[START OF DATA SHOWN]

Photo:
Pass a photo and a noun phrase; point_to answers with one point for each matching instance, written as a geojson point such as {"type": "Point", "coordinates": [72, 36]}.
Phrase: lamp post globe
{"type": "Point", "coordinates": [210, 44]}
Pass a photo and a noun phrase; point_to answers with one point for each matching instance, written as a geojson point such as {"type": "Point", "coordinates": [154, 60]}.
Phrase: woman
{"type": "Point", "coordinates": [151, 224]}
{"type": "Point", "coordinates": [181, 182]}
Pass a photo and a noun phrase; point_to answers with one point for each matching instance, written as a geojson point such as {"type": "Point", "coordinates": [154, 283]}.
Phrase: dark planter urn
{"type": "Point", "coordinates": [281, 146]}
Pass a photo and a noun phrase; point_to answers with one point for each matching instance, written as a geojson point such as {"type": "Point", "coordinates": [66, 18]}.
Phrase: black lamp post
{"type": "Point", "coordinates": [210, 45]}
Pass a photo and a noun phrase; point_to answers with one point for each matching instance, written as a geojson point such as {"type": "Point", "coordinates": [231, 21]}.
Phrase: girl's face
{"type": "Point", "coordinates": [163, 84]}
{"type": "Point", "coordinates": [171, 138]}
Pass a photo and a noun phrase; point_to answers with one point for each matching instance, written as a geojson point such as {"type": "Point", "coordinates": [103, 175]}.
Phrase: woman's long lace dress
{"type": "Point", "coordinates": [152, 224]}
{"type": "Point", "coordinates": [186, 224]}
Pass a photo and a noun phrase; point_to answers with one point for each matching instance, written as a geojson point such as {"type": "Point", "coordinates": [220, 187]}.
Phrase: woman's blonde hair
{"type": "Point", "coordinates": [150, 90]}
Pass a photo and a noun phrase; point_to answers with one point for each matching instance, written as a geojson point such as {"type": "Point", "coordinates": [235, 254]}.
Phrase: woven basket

[END OF DATA SHOWN]

**WHAT THE EXERCISE ASKS**
Repeat every line of the material exactly as given.

**SOLUTION TO THIS PROBLEM**
Photo:
Pass a photo and a noun phrase; point_to answers with one point for each matching instance, written as a geojson point such as {"type": "Point", "coordinates": [72, 36]}.
Phrase: lamp post globe
{"type": "Point", "coordinates": [210, 44]}
Pass a photo and a noun phrase; point_to answers with one point for each matching instance, written as a geojson point such as {"type": "Point", "coordinates": [154, 60]}.
Phrase: woman
{"type": "Point", "coordinates": [151, 224]}
{"type": "Point", "coordinates": [181, 182]}
Pass a photo and a noun phrase; point_to answers with one point for each matching instance, written as a geojson point such as {"type": "Point", "coordinates": [154, 283]}.
Phrase: dark planter urn
{"type": "Point", "coordinates": [281, 146]}
Pass a photo and a noun phrase; point_to answers with one point for each matching instance, written as a geojson point such as {"type": "Point", "coordinates": [66, 18]}.
Phrase: black lamp post
{"type": "Point", "coordinates": [210, 45]}
Pass a photo and a noun phrase; point_to answers with one point for each matching instance, written as a geojson point such as {"type": "Point", "coordinates": [231, 21]}.
Phrase: girl's face
{"type": "Point", "coordinates": [163, 84]}
{"type": "Point", "coordinates": [171, 138]}
Pass a photo and a noun phrase; point_to answers with one point for each matching instance, written as a geojson point such as {"type": "Point", "coordinates": [103, 175]}.
Phrase: woman's long lace dress
{"type": "Point", "coordinates": [152, 224]}
{"type": "Point", "coordinates": [186, 224]}
Pass a photo and a noun phrase; point_to answers with one point for each matching instance, written as a geojson point such as {"type": "Point", "coordinates": [220, 187]}.
Phrase: woman's blonde hair
{"type": "Point", "coordinates": [150, 90]}
Pass a photo and a noun phrase; point_to answers with one point for each matching instance, written as a geojson point such as {"type": "Point", "coordinates": [235, 254]}.
Phrase: woven basket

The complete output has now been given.